--- Start Data shown ---

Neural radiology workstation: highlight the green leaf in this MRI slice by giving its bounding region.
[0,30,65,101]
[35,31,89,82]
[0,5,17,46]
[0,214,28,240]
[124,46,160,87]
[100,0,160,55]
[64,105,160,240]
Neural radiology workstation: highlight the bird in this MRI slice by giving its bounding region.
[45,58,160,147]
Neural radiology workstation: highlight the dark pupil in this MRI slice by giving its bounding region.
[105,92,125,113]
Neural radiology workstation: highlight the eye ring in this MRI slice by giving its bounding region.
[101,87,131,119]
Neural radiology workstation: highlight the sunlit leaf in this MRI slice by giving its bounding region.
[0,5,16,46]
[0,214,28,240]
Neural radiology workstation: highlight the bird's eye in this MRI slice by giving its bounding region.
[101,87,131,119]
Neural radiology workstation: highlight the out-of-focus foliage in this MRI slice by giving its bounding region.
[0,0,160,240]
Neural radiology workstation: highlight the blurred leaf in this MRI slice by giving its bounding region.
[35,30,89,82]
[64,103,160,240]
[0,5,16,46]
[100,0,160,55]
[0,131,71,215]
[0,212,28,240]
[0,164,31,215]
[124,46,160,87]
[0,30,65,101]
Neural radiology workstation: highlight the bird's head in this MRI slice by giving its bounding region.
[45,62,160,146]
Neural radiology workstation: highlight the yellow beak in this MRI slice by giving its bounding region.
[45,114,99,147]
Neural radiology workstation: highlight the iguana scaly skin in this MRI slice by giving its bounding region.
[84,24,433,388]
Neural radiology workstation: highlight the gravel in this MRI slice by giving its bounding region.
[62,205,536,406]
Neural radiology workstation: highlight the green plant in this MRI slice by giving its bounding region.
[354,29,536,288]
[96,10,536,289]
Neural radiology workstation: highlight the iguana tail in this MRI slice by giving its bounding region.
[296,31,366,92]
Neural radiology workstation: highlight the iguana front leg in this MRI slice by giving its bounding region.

--- End Data shown ---

## Description of the task
Give the lines above as a numbered list, omitting any blank lines.

## Completed exercise
1. Neural radiology workstation: highlight the green leaf in this MRI slice by giving its bounding region.
2. [0,30,65,101]
3. [35,31,89,82]
4. [0,5,17,46]
5. [0,214,28,240]
6. [124,46,160,87]
7. [100,0,160,55]
8. [64,105,160,240]
9. Neural radiology workstation: highlight the bird in this MRI slice by giving its bounding region.
10. [45,58,160,147]
11. Neural radiology workstation: highlight the dark pupil in this MRI slice by giving its bounding region.
12. [105,92,125,113]
13. Neural radiology workstation: highlight the eye ring in this MRI slice by giving its bounding region.
14. [101,87,131,119]
15. Neural radiology workstation: highlight the sunlit leaf in this MRI slice by giving its bounding region.
16. [0,5,16,46]
17. [0,214,28,240]
18. Neural radiology workstation: highlight the bird's eye in this MRI slice by giving its bounding region.
19. [101,87,131,119]
20. Neural radiology workstation: highlight the out-of-focus foliage in this MRI slice by giving its bounding region.
21. [0,0,160,240]
22. Neural radiology workstation: highlight the blurred leaf in this MRI slice by giving its bounding region.
23. [35,30,89,82]
24. [64,103,160,240]
25. [0,5,16,46]
26. [100,0,160,55]
27. [0,131,71,215]
28. [0,212,28,240]
29. [0,164,31,215]
30. [124,46,160,87]
31. [0,30,65,101]
32. Neural radiology workstation: highlight the bird's head in this MRI slice by giving its bounding region.
33. [45,62,160,146]
34. Neural radiology workstation: highlight the yellow beak in this MRI slice by giving its bounding region.
35. [45,114,99,147]
36. Neural radiology workstation: highlight the iguana scaly skin in this MRI slice by giving its bounding region.
37. [84,24,433,388]
38. Neural radiology workstation: highlight the gravel in this MRI slice by giving its bounding region.
39. [62,205,536,406]
40. Neural radiology workstation: highlight the green plant in this MRI slice by giving its bounding region.
41. [354,29,536,288]
42. [96,10,536,289]
43. Neural radiology workstation: highlight the iguana tail in this MRI slice by giving its bounding region.
44. [296,31,366,92]
45. Neural radiology workstation: highlight the iguana front leg in this MRI slice by giving its bounding region.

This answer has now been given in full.